課題文
マナグアの街歩きを綴った本文を、一字一句変えずに全文書き出してください。

本文
※

バスはどこを走っていたのか全くわからないのだがとりあえず目印がわかりやすいのでぼーっと窓からの風景を眺めていた。途中バスは震災で崩壊した教会の横を通ってマナグア湖で折り返してからスタジアムの横に停まった。そこからしばらく歩くとTICAバスのターミナルがある安宿地区だ。この辺が中心っぽい気もするのだが、それにしてはひと気が少なすぎる。とりあえず一泊なので安宿に宿を取ってから外を歩いてみることにした。

まず最初に向かったのはインターコンチネンタルやショッピングセンターのあるエリアで、さぞかし近代的な都会を想像していたら、確かに綺麗なホテルとショッピングセンターがあるのだが、喧噪というのにはほど遠く、そして人通りも少なく閑散としていた。ショッピングセンターも肌の白いお金持ちのみという感じで、店員は小汚い身なりの自分を見ると露骨に万引きしないかつきまとってくるし、フードコートではやはりニカラグア人の白人が割り込んできたり、ぶつかっても誤りもしない。なんだか着飾った人たちが食事をしているのを見ていると腹が立ってきた。ここには暖かさという物がまったくなかった。

※

提供データ
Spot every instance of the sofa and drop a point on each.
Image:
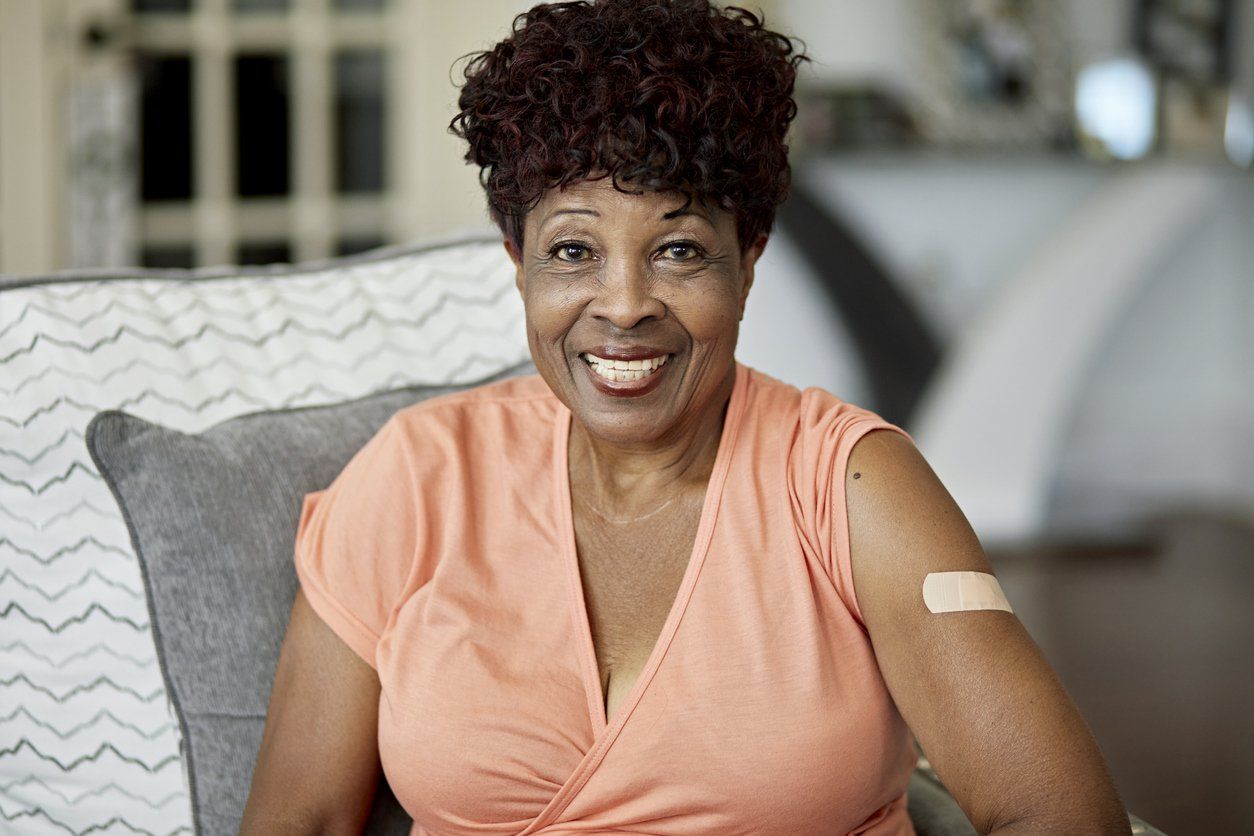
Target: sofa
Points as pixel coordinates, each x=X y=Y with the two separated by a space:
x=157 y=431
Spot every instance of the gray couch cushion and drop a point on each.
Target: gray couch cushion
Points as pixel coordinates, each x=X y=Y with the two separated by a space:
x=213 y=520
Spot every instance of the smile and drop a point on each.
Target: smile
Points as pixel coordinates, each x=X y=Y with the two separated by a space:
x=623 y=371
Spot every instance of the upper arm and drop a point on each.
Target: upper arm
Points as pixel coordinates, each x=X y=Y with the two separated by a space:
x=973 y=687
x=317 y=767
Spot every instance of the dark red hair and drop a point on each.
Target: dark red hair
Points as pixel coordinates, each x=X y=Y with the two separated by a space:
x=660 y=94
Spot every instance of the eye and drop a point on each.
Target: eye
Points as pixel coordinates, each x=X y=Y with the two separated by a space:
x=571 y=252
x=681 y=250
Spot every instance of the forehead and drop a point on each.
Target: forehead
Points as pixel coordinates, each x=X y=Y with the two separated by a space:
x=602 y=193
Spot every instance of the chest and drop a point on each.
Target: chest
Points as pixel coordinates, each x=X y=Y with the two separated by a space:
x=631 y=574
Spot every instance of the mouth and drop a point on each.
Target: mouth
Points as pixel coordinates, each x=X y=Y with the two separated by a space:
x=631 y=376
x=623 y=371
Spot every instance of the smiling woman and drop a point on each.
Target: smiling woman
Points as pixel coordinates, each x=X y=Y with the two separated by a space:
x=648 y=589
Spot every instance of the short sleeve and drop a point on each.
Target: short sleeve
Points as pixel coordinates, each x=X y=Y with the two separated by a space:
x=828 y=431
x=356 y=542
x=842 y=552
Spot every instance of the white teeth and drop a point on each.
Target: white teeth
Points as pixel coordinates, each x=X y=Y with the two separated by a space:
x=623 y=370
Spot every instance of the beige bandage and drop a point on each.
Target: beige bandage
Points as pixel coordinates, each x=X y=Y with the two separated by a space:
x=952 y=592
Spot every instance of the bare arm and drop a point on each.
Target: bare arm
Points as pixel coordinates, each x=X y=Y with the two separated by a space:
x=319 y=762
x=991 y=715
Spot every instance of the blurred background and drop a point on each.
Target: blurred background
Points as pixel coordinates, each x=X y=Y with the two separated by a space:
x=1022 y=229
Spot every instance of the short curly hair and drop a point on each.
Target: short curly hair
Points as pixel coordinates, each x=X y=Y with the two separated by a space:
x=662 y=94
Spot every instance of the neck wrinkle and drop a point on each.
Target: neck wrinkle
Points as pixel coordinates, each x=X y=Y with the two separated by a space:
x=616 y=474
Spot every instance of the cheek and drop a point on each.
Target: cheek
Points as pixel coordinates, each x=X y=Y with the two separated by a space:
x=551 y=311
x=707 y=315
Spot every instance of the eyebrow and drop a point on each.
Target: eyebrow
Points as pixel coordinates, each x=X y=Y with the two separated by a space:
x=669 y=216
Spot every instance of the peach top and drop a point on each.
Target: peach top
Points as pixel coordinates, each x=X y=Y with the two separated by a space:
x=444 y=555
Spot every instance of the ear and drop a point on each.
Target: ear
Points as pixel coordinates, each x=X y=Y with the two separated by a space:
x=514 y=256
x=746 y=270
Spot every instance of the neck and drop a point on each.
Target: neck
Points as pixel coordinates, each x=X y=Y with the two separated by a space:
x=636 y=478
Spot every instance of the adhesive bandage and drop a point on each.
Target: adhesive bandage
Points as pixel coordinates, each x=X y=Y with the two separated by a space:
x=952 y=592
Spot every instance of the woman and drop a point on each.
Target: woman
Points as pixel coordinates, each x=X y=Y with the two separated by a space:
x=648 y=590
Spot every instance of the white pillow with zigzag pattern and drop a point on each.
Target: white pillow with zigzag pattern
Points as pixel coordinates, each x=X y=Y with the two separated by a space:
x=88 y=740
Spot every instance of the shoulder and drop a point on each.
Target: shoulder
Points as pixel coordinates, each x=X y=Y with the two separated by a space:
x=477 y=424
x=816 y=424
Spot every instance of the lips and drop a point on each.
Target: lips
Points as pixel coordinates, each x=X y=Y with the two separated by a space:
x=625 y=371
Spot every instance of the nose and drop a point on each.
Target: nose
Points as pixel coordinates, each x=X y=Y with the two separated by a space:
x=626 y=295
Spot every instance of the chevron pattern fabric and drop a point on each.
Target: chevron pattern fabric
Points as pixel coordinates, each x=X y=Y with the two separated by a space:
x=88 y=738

※

実行結果
バスはどこを走っていたのか全くわからないのだがとりあえず目印がわかりやすいのでぼーっと窓からの風景を眺めていた。途中バスは震災で崩壊した教会の横を通ってマナグア湖で折り返してからスタジアムの横に停まった。そこからしばらく歩くとTICAバスのターミナルがある安宿地区だ。この辺が中心っぽい気もするのだが、それにしてはひと気が少なすぎる。とりあえず一泊なので安宿に宿を取ってから外を歩いてみることにした。

まず最初に向かったのはインターコンチネンタルやショッピングセンターのあるエリアで、さぞかし近代的な都会を想像していたら、確かに綺麗なホテルとショッピングセンターがあるのだが、喧噪というのにはほど遠く、そして人通りも少なく閑散としていた。ショッピングセンターも肌の白いお金持ちのみという感じで、店員は小汚い身なりの自分を見ると露骨に万引きしないかつきまとってくるし、フードコートではやはりニカラグア人の白人が割り込んできたり、ぶつかっても誤りもしない。なんだか着飾った人たちが食事をしているのを見ていると腹が立ってきた。ここには暖かさという物がまったくなかった。